* _Work instructions_
In the entries below, find the line with "Query: grassy meadow" and the line with "Query: golden grass field". Print those two and everything between them exactly, and nothing else.

START Data under study

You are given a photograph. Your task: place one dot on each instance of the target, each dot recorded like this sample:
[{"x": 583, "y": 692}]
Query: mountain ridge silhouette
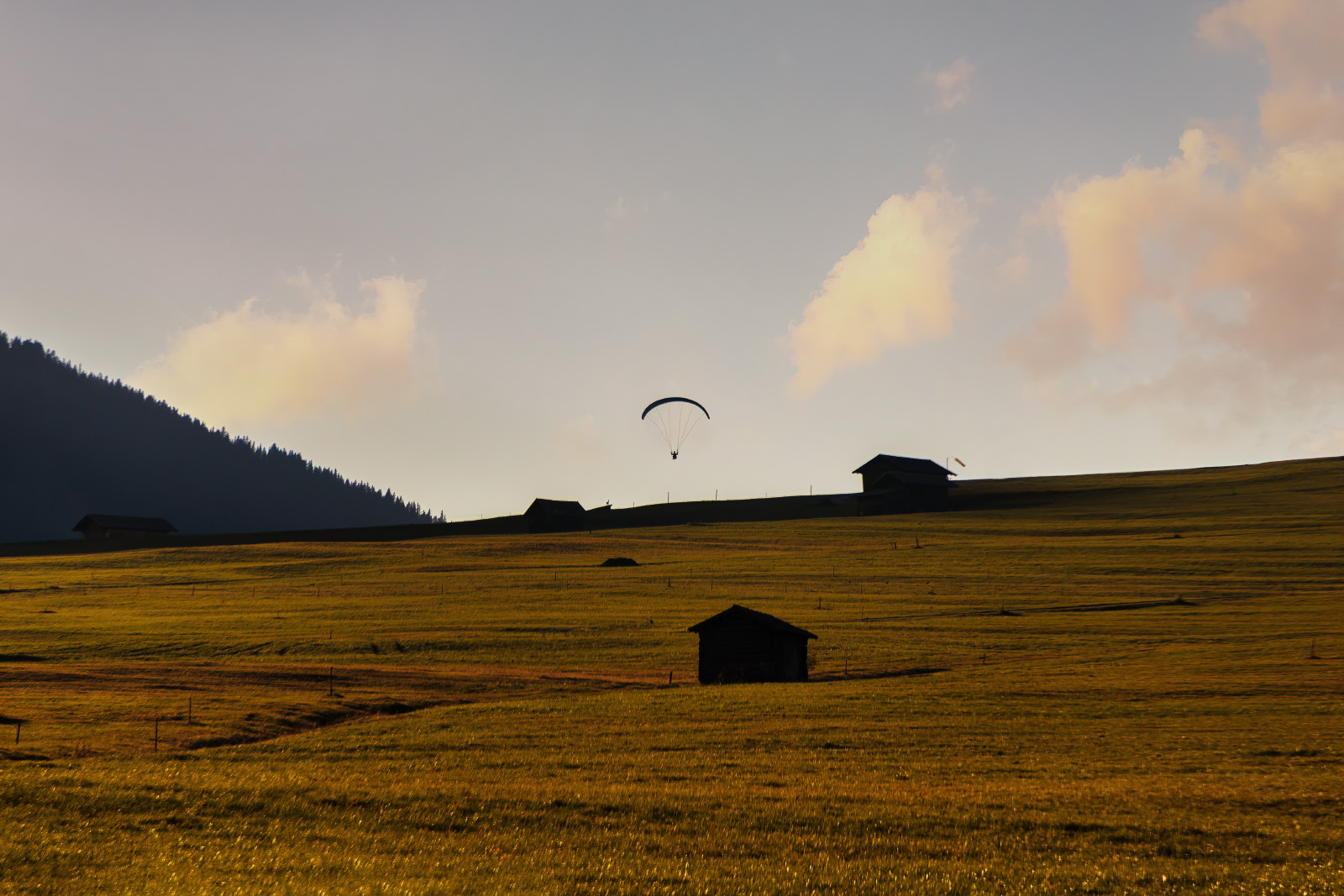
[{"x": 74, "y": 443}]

END Data under study
START Data under study

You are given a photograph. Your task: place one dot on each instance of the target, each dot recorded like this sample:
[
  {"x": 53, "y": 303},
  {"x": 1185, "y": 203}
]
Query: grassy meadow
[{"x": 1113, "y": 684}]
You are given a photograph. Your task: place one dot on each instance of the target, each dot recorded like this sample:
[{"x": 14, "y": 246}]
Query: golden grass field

END Data under study
START Data under study

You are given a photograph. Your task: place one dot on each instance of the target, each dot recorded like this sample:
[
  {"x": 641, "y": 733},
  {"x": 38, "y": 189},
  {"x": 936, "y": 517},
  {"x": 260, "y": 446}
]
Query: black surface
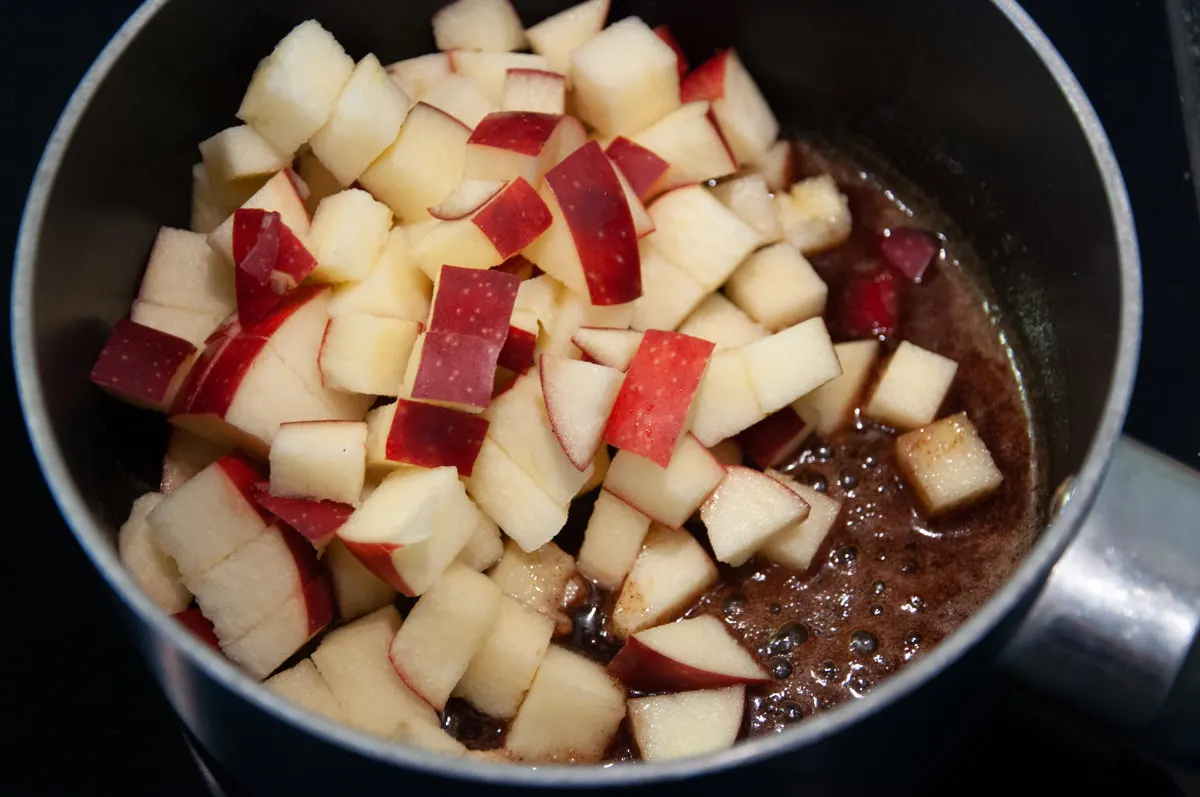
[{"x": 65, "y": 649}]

END Data under study

* _Task answer_
Query: grassy meadow
[{"x": 1113, "y": 684}]
You are given a photograph. Your task: place one dot on each instance of the target, each dot recorded like this sample:
[{"x": 14, "y": 246}]
Query: golden grass field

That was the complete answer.